### Document text
My Lords, I do not class myself in the category of those noble Lords who declare an interest in this debate in connection with the cinematograph industry, but, like the vast majority of people in this country, I feel that the industry is giving rise to ever-growing concern and I hope that the points which I am going to make this afternoon will explain why. Several noble Lords have dealt with the matter of the cinema tax. Perhaps, strictly speaking, it does not come within the scope of this Bill, but I would say that unless the tax is removed very soon the Bill itself will be rendered null and void because the industry will just be unable to carry on.

On Sunday night I spoke to the manager of our local Rank circuit cinema in Epsom. He has been in the cinema industry for 40 years, abroad and in this country, in London and in the provinces. He told me that entertainments tax is causing him more worry than anything else. The arts, music, the theatre and ballet receive grants from the Arts Council—and rightly so; but the help which the cinema industry gets from the Government is indeed parsimonious. Clause 2 of this Bill has been widely mentioned and I certainly do not intend to go into the technicalities of it, but I feel that there is some reason for applying the quota system to newsreels, provided that feature films, which are frequently shown as newsreels, are also included there. On the Rank circuit there is a particularly interesting series of feature films called Looking at Life. I have seen two of these recently, one a particularly interesting film of the shipbuilding industry and the other of the Army in action at Aldershot. As has been rightly said, newsreels tend to reach the cinemas in a very stale condition, whereas they can be shown on television while they are relatively fresh news. But the newsreel is still a very important part of our way of life as depicted in the medium of cinematograph entertainment, and I feel that steps should be taken to ensure that there is a speed-up in the delivery of newsreels.

Another problem is the very tight hold which circuits have over the release of films. For example, when a film is showing in the north and west regions of the London area it has to be shown, as I understand it, at practically every cinema of that particular designation in the area—be it Epsom, or, say, Mitcham. The people in Epsom may like British films and those in Mitcham may prefer the cowboy film from America. I feel, therefore, that some relaxation within circuits could be of some help.

Something has been said of television and its effect on cinema audiences. I often feel that that is something of an alibi and excuse for those who fail to produce good quality films. I went to see that very good and oft-quoted film, I'm All Right, Jack, in my local cinema the other week. There were long queues every night, and that film could have run for two, and possibly for three, weeks. After all, Epsom is a town of perhaps 20,000 people. So I do not think that the excuse of television can always hold good.

I would say this, however, and I would ask the Government to consider this point very carefully. Have not the television circuits too great a power to show what one might call"canned" films? We have the anomaly, particularly on a Sunday afternoon, where there have been instances of both channels showing films, and on Saturday evenings of both channels showing a film. It is true that old films such as Rembrandt and The Stars Look Down, for example, old British films of excellent character, can perhaps gain tremendous benefit by being shown on television. But I think that perhaps a time limit could be imposed before a film might be shown on television. It is, perhaps, arguable that a film less than five years old should be precluded from being shown on the television circuits. That would give it a far better chance in the cinema, particularly since, as I understand it, the quota system does not apply to films over five years old. I may be wrong there, and if I am I hope that some noble Lord who has experience of the cinema industry will correct me. My Lords, the noble Lord, Lord Shepherd, said (if I quote him rightly) that British films in America were not a great success.

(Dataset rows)
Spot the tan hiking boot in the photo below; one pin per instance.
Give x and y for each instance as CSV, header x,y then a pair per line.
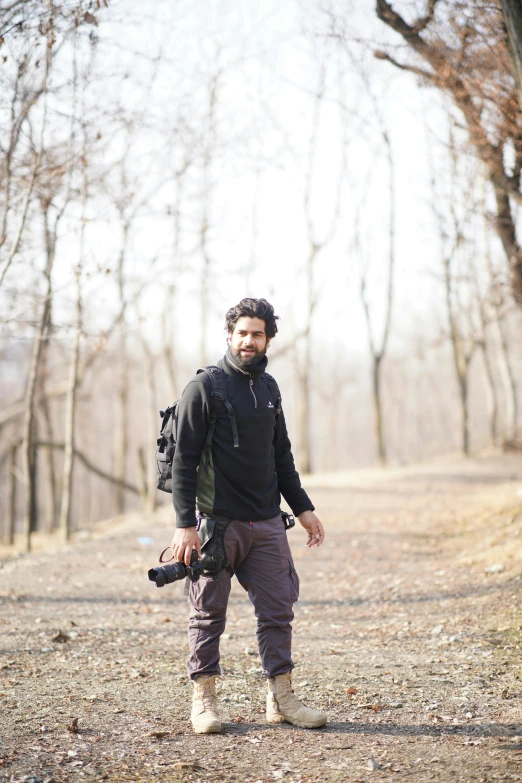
x,y
204,716
283,705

### Problem to work on
Reproduce word for word everything in the speech on the cinema industry from "Another problem is" down to "of some help.". Nothing in the listing is needed here.

### Answer below
Another problem is the very tight hold which circuits have over the release of films. For example, when a film is showing in the north and west regions of the London area it has to be shown, as I understand it, at practically every cinema of that particular designation in the area—be it Epsom, or, say, Mitcham. The people in Epsom may like British films and those in Mitcham may prefer the cowboy film from America. I feel, therefore, that some relaxation within circuits could be of some help.